(DOCUMENT EXCERPT begins)

At least one of three young falcons who started life in Redwater in June will be sticking around Alberta this winter while the rest of the family heads south.
The peregrine falcon family—Bill, Charlotte and their three newly hatched chicks—were the stars of Nutrien Redwater’s popular falcon camera program this spring and summer. Nutrien is the site of one of six live-streaming falcon cameras brought to viewers by the Alberta Conservation Association (ACA), a nonprofit group that aims to protect fish and wildlife populations in the province.
In mid-July, biologists took two of Charlotte's young out of the on-camera nesting box after the birds started showing signs of illness. One of the chicks was put back in the nest after getting better, but biologists decided to continue raising its sibling at a rural breeding facility.
When they get a bit older, birds taken from nesting boxes are freed into release boxes along the Pembina River, where they're trained in hunting and flying by a pair of adult peregrines who live in the area.
ACA communications editor Kelley Stark said that the river site gives young peregrines more open space, free of buildings and traffic, for learning how to fly. Male peregrines, Stark said, tend to return to the places they first spread their wings.
“And we prefer that they nest somewhere out in the country. They're not really made to nest in buildings in the city.”
The Nutrien camera went temporarily offline in August, but biologists still kept close watch on Bill and Charlotte and remaining chicks B-73 and B-88.
B-88 was still sporting quite a few baby feathers when the time came to fledge.
“Of course they need their adult feathers to fly,” Stark said. "So he ended up being spotted on the ground and he was not in very good shape.”
The ground crew at Nutrien and a peregrine biologist came to B-88’s rescue. Like his former nest mate, B-88 is now enjoying his youth in the safety of an offsite location.
“They'll probably keep B-88 here for the winter, kind of raise him, and then he can fly back to South America next winter," Stark said.
Meanwhile B-73 has been busy off camera learning how to hunt and navigate the skies ahead of the return south. Edmonton-area peregrines will leave town later this fall, likely taking off for Brazil or Columbia.
"They winter there and then for some reason they come back to Edmonton," Stark said with a laugh.
Stark expects that Bill and Charlotte will be back in Redwater by late March or April, ready to raise some new young for their fans.
The falcon cameras are part of the ACA's educational outreach program. Peregrine falcons, once facing extinction throughout their range due to widespread pesticide use, remain an at risk species in Alberta. There are about 50-60 breeding pairs of peregrines in the province according to data from the Government of Alberta.

(DOCUMENT EXCERPT ends)
(INFORMATION SUPPLIED begins)

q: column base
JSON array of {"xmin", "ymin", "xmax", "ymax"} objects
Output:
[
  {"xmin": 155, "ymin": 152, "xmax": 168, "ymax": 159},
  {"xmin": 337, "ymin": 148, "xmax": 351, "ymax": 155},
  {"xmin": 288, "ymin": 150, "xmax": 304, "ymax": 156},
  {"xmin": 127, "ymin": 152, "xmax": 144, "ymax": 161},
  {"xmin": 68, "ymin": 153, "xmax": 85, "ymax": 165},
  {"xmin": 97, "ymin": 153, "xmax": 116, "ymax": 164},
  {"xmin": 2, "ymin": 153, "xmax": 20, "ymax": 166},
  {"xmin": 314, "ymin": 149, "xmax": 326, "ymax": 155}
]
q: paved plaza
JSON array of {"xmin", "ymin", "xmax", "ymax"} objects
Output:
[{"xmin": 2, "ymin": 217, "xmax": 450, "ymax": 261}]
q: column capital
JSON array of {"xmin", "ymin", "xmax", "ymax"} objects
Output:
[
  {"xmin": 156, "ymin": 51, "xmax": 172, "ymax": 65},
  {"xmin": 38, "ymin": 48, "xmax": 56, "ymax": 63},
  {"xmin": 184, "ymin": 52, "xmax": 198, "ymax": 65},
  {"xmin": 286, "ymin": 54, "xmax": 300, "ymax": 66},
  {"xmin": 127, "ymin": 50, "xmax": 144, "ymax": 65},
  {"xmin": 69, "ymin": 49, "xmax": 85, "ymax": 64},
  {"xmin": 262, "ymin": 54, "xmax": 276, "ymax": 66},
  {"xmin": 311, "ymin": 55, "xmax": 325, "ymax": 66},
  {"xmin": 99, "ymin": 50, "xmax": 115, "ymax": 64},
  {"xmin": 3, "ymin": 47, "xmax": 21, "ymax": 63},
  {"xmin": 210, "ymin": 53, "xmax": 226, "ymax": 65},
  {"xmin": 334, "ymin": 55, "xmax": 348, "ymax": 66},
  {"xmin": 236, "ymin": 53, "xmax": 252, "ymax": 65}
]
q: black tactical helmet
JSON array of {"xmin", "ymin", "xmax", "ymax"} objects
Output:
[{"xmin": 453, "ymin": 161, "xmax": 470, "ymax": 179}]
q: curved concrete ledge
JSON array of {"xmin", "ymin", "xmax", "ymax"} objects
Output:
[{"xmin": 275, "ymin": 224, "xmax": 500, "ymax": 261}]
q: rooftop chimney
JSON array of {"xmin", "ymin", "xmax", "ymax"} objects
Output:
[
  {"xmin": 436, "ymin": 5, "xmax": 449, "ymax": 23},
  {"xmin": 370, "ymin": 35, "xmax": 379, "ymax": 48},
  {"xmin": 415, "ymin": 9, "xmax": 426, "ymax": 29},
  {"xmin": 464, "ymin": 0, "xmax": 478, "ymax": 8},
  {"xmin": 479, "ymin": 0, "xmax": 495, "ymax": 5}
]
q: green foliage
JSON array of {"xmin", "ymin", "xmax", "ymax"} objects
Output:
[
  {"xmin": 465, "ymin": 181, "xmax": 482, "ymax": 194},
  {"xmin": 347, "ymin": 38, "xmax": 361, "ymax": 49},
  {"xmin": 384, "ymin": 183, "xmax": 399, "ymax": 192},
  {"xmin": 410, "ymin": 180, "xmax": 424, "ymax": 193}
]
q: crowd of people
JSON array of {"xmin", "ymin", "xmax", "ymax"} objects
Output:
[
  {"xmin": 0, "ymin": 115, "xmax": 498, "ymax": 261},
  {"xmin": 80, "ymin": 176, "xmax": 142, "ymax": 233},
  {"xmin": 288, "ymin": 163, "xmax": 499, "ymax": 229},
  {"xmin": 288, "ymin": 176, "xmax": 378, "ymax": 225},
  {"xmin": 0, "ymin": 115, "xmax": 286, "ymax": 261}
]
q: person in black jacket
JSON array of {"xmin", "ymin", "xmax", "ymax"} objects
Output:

(INFORMATION SUPPLIED ends)

*TASK OBJECTIVE*
Answer from the article on the Redwater falcons:
1. What are the names of the adult peregrine pair?
2. Along which river are the release boxes located?
3. According to Government of Alberta data, about how many breeding pairs of peregrines live in the province?

*EXERCISE SOLUTION*
1. Bill and Charlotte
2. The Pembina River
3. About 50-60